Article –
◆ ◆ ◆ ◆ ◆
Author: Lisa Unger
Genre: Contemporary fiction
Rating: 4 out of 5 stars
Source: Review copy for Book Sparks tour; Audiobook from the public library
Audiobook reader: Nancy Linari
First line: When Jones Cooper was younger, he didn’t believe in mistakes.
Maggie Cooper is a wife, mother, and psychiatrist, working and raising her children in The Hollows, New York, the town she grew up in. Her husband, Jones, is a detective on the local police force. Their son, Ricky, is 17, rebellious, and dating Charlene, a girl who doesn’t quite fit the picture of the type of girl they would choose for him. When Charlene disappears one night, suspicion initially falls on Rick. As the search for Charlene continues, secrets from a much earlier disappearance in The Hollows start to be revealed, and the truth will shake the Coopers and the entire town.
◆ ◆ ◆ ◆ ◆
Stored records –

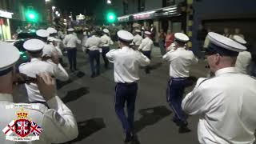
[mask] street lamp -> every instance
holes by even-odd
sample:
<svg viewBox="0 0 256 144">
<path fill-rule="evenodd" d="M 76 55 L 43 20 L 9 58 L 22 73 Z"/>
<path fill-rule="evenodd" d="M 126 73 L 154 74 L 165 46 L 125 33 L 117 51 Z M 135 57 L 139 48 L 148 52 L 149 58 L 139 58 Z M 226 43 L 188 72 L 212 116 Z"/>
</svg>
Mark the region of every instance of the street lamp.
<svg viewBox="0 0 256 144">
<path fill-rule="evenodd" d="M 107 0 L 107 1 L 106 1 L 106 3 L 109 4 L 109 5 L 110 5 L 110 4 L 112 3 L 112 2 L 111 2 L 111 0 Z"/>
<path fill-rule="evenodd" d="M 53 10 L 53 11 L 54 11 L 54 10 L 56 9 L 55 6 L 51 6 L 51 9 Z"/>
</svg>

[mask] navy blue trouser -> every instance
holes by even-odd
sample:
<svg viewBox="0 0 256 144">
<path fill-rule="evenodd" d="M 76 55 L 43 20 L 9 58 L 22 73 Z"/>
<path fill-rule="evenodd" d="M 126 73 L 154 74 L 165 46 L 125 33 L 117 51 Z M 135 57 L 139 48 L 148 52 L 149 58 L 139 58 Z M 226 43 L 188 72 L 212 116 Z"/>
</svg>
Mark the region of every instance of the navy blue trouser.
<svg viewBox="0 0 256 144">
<path fill-rule="evenodd" d="M 77 48 L 67 48 L 67 58 L 70 62 L 70 69 L 77 69 Z"/>
<path fill-rule="evenodd" d="M 134 128 L 135 100 L 137 97 L 138 83 L 118 83 L 115 87 L 115 112 L 122 122 L 126 133 Z M 124 107 L 126 103 L 127 117 Z"/>
<path fill-rule="evenodd" d="M 109 60 L 106 57 L 106 54 L 110 51 L 110 46 L 103 46 L 102 47 L 102 58 L 105 63 L 105 67 L 107 67 L 109 66 Z"/>
<path fill-rule="evenodd" d="M 142 54 L 146 55 L 149 59 L 151 59 L 151 50 L 150 51 L 142 51 Z"/>
<path fill-rule="evenodd" d="M 188 86 L 187 78 L 170 78 L 167 86 L 167 102 L 173 109 L 175 115 L 174 120 L 180 126 L 186 126 L 186 117 L 182 108 L 182 97 L 185 88 Z"/>
<path fill-rule="evenodd" d="M 150 51 L 142 51 L 142 54 L 146 55 L 149 59 L 151 59 L 151 50 Z M 150 66 L 146 66 L 145 68 L 146 73 L 150 72 Z"/>
<path fill-rule="evenodd" d="M 89 50 L 89 61 L 90 66 L 91 74 L 94 74 L 95 72 L 99 74 L 100 72 L 100 53 L 99 50 Z M 96 67 L 94 66 L 94 61 L 96 61 Z"/>
</svg>

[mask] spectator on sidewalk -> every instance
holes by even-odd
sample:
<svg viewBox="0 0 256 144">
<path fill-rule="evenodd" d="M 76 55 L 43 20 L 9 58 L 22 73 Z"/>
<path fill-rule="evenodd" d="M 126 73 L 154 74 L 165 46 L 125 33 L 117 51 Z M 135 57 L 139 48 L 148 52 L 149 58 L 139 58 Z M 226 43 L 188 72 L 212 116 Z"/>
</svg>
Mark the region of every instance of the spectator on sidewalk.
<svg viewBox="0 0 256 144">
<path fill-rule="evenodd" d="M 165 42 L 166 51 L 167 51 L 167 48 L 174 42 L 174 34 L 171 33 L 170 30 L 167 30 L 167 35 Z"/>
</svg>

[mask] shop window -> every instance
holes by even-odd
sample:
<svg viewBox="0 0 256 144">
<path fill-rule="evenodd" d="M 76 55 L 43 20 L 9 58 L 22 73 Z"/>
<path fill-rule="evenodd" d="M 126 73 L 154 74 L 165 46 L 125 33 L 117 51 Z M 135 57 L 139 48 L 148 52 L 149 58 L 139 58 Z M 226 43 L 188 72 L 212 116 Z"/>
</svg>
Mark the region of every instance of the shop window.
<svg viewBox="0 0 256 144">
<path fill-rule="evenodd" d="M 175 4 L 175 0 L 162 0 L 162 7 L 173 6 Z"/>
<path fill-rule="evenodd" d="M 145 0 L 138 0 L 138 11 L 144 11 L 145 10 Z"/>
<path fill-rule="evenodd" d="M 123 0 L 122 6 L 123 6 L 123 14 L 128 14 L 128 0 Z"/>
</svg>

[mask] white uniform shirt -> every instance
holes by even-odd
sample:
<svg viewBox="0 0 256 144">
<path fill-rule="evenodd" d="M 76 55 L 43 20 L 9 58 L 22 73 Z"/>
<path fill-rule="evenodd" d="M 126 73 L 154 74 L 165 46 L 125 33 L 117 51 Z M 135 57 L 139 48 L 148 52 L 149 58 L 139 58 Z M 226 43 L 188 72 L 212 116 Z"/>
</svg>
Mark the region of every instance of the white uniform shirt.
◆ ◆ ◆ ◆ ◆
Jobs –
A - List each line of the records that contains the string "shop", treating uppercase and lowercase letters as different.
B - Continue the book review from where it stops.

Answers to the tasks –
A -
[mask] shop window -> every instance
Mark the region of every instance of the shop window.

B -
This is the type of contemporary thriller I really enjoy – authentic characters, good writing, and a slow unraveling of crimes. I also enjoy the use of a current crime/event to bring to light past secrets. Maggie thinks she has a good marriage, thinks she really knows her husband, Jones, but he has been keeping a huge secret from her – one that has had a profound effect on who he became as a man, a husband, and, especially, a father. When their son, Rick, is accused of having something to do with his girlfriend’s disappearance, Jones projects his own shame over his past onto Rick, and assumes the worst, causing problems in his marriage.
Unger is adept at writing characters and weaving their stories together. Often books from multiple points of view can be jarring in the transitions, or else be uneven, with a few characters proving more interesting than the others, but Unger pulls it off. I will definitely be looking for more of her work.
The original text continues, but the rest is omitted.